##### Records to process #####

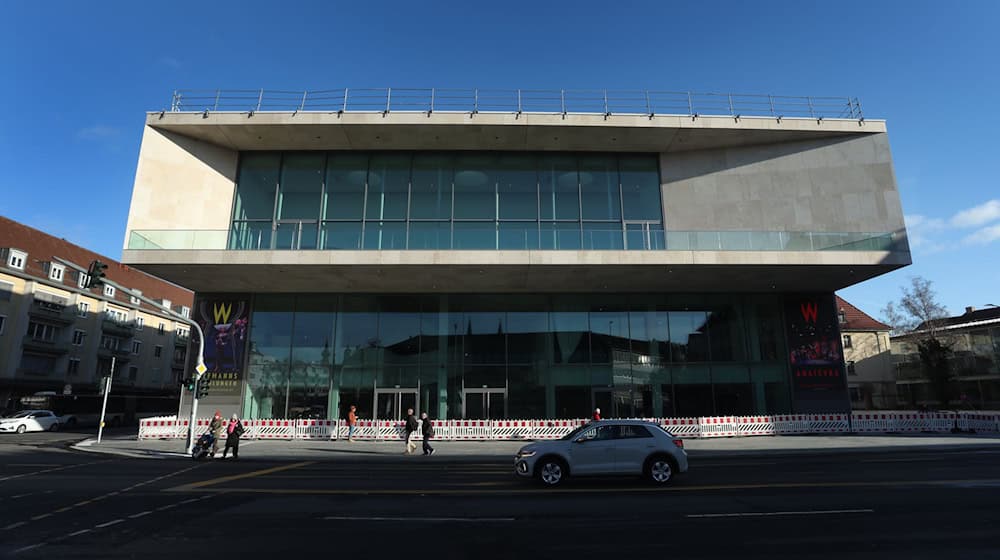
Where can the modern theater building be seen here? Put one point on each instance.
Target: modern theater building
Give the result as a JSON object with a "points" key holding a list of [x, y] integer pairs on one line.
{"points": [[516, 254]]}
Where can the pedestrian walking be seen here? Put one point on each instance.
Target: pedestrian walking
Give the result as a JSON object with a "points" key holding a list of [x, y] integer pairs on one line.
{"points": [[352, 420], [233, 432], [427, 427], [216, 428], [411, 426]]}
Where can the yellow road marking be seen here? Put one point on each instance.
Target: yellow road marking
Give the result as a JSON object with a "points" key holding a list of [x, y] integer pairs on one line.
{"points": [[230, 478], [542, 491]]}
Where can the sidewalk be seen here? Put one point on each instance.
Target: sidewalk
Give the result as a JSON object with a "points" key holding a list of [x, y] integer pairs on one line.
{"points": [[319, 450]]}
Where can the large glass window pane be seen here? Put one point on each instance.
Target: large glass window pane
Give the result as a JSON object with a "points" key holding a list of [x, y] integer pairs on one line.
{"points": [[689, 336], [270, 354], [602, 236], [430, 197], [258, 183], [517, 188], [430, 235], [518, 236], [640, 178], [301, 186], [559, 188], [341, 235], [345, 186], [475, 188], [599, 190], [564, 236], [312, 356], [388, 187], [385, 235], [475, 235]]}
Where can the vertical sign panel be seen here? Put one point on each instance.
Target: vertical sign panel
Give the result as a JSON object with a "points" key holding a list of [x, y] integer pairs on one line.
{"points": [[816, 358]]}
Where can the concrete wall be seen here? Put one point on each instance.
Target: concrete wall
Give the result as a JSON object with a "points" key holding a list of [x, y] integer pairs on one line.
{"points": [[826, 185], [181, 184]]}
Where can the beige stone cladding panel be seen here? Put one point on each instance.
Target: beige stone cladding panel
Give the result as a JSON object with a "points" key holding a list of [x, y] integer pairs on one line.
{"points": [[825, 185], [181, 184]]}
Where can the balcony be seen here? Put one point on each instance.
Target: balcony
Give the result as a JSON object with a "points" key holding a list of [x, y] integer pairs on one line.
{"points": [[118, 327], [44, 346], [43, 307]]}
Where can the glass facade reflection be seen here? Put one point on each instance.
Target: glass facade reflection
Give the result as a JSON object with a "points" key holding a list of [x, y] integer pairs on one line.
{"points": [[447, 200], [516, 356]]}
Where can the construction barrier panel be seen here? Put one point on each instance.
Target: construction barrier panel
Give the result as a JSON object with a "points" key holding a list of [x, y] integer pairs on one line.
{"points": [[755, 426], [169, 427], [718, 426]]}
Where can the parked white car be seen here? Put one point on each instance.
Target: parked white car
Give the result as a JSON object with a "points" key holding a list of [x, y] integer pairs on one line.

#####

Go through the records above. Copy each line in which the string "theater" appears.

Where can the modern theater building be seen here? Put one point on each instance.
Target: modern theater building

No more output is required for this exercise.